(PROVIDED MATERIAL Opens)

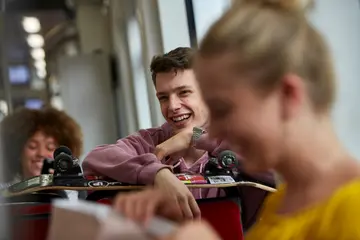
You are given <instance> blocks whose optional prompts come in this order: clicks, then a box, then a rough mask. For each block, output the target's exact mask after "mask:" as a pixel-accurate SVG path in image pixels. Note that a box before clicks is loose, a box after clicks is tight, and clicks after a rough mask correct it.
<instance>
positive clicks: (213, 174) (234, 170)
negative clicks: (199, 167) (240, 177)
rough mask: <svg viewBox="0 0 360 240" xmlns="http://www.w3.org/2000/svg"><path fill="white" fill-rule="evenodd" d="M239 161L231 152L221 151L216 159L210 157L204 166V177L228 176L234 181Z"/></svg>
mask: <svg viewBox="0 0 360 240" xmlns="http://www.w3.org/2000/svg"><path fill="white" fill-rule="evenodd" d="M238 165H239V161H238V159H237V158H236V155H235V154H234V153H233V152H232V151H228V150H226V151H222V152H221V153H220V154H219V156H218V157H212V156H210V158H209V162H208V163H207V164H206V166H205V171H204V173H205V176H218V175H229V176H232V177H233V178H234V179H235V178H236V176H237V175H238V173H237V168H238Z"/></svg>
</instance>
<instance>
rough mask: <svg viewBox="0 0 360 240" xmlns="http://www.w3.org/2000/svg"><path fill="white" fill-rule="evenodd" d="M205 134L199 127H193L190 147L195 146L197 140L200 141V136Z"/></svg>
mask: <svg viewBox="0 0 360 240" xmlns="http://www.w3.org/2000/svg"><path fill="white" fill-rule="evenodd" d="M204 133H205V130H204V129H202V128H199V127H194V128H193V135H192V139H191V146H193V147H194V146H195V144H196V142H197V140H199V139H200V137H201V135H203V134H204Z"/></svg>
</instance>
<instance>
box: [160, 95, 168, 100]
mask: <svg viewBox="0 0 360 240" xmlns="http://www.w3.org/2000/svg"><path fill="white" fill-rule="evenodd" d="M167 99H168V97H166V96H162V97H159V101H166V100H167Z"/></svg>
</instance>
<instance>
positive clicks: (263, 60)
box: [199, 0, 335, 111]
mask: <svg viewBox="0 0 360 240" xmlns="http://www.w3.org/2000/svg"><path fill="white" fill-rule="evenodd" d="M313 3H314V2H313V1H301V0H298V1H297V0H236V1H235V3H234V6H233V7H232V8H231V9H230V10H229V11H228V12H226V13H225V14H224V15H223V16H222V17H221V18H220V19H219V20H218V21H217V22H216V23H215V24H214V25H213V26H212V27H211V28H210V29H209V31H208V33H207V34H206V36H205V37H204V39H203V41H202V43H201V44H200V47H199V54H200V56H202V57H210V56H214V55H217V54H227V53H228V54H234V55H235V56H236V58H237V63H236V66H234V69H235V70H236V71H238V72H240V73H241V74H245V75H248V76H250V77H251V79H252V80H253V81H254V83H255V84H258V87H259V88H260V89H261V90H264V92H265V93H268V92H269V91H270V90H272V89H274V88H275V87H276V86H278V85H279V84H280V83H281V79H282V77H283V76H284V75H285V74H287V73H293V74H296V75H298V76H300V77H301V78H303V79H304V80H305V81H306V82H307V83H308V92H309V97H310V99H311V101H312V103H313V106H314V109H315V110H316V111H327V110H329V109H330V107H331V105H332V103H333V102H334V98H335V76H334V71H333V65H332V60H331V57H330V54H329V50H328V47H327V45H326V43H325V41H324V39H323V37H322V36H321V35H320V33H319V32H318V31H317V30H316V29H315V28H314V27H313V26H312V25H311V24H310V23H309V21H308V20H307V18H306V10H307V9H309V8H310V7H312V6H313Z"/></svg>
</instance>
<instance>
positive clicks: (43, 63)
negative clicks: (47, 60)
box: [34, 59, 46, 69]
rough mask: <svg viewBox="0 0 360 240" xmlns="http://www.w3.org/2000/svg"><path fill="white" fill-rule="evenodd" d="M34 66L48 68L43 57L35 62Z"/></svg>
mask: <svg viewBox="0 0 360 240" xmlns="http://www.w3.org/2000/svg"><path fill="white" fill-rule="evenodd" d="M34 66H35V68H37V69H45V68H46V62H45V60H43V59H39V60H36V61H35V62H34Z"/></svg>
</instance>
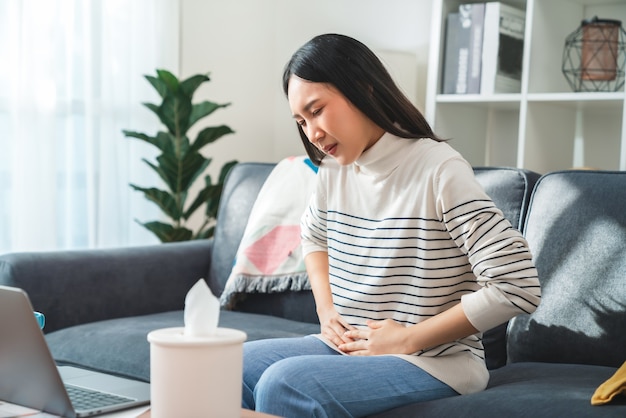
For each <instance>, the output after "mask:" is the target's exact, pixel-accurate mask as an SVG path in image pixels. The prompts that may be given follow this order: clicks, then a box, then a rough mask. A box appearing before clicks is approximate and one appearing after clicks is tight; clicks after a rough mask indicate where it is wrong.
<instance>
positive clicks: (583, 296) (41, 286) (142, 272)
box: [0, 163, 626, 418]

(PROVIDED MATERIAL Closes)
(PROVIDED MATERIAL Opens)

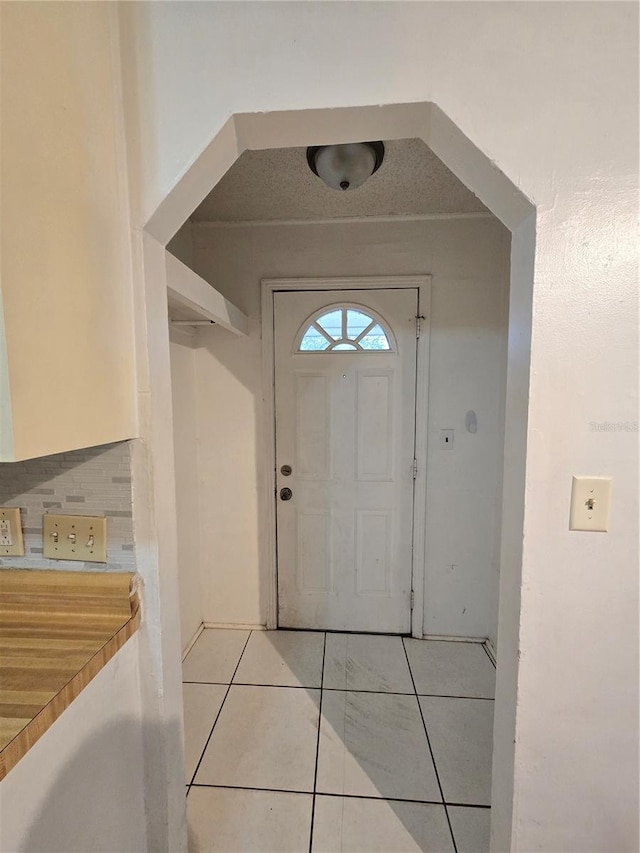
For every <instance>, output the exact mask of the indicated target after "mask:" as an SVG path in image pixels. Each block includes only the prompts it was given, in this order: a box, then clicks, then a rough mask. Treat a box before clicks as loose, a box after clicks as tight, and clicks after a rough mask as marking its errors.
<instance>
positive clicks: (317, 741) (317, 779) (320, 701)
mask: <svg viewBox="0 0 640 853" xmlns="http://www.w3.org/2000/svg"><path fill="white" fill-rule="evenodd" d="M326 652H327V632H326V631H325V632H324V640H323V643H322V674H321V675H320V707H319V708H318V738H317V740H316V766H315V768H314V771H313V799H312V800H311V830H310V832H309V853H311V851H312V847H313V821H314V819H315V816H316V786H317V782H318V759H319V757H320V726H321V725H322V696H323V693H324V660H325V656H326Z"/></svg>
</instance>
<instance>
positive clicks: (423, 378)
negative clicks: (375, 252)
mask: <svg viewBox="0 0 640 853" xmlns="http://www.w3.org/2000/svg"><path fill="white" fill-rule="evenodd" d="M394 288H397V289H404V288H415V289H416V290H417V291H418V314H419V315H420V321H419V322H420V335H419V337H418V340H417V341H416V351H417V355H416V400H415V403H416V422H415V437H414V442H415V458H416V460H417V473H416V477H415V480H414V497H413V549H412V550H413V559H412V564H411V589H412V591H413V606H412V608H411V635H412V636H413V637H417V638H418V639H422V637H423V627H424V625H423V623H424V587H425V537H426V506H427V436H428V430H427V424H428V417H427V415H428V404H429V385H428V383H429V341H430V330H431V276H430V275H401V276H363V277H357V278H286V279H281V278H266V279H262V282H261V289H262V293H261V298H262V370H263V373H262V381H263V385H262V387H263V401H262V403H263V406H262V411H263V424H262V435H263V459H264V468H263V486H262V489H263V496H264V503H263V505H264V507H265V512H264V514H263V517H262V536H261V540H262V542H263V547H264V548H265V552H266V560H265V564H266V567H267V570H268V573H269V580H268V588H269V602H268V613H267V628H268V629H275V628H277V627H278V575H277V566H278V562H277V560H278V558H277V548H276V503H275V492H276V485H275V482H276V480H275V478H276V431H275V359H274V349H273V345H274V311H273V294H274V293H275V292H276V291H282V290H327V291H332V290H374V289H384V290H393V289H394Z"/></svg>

(PROVIDED MATERIAL Closes)

◆ **TASK REQUIREMENTS**: Transcribe the material above, from the line containing "You are given" to the line containing "161L231 152L221 151L216", both lines included.

◆ **EXPECTED OUTPUT**:
You are given <instance> blocks whose optional prompts come in this order: clicks, then a box, then a rough mask. For each block, output the target's exact mask after "mask:" as a pixel-accurate SVG path in image pixels. Note that a box before clicks is loose, a box after clicks is tight, and clicks after a rough mask correct it.
<instance>
positive clicks: (213, 174) (234, 170)
negative clicks: (199, 167) (240, 177)
rough mask: <svg viewBox="0 0 360 240" xmlns="http://www.w3.org/2000/svg"><path fill="white" fill-rule="evenodd" d="M239 161L231 152L221 151L216 159L210 157L204 166V177L228 176L234 181Z"/></svg>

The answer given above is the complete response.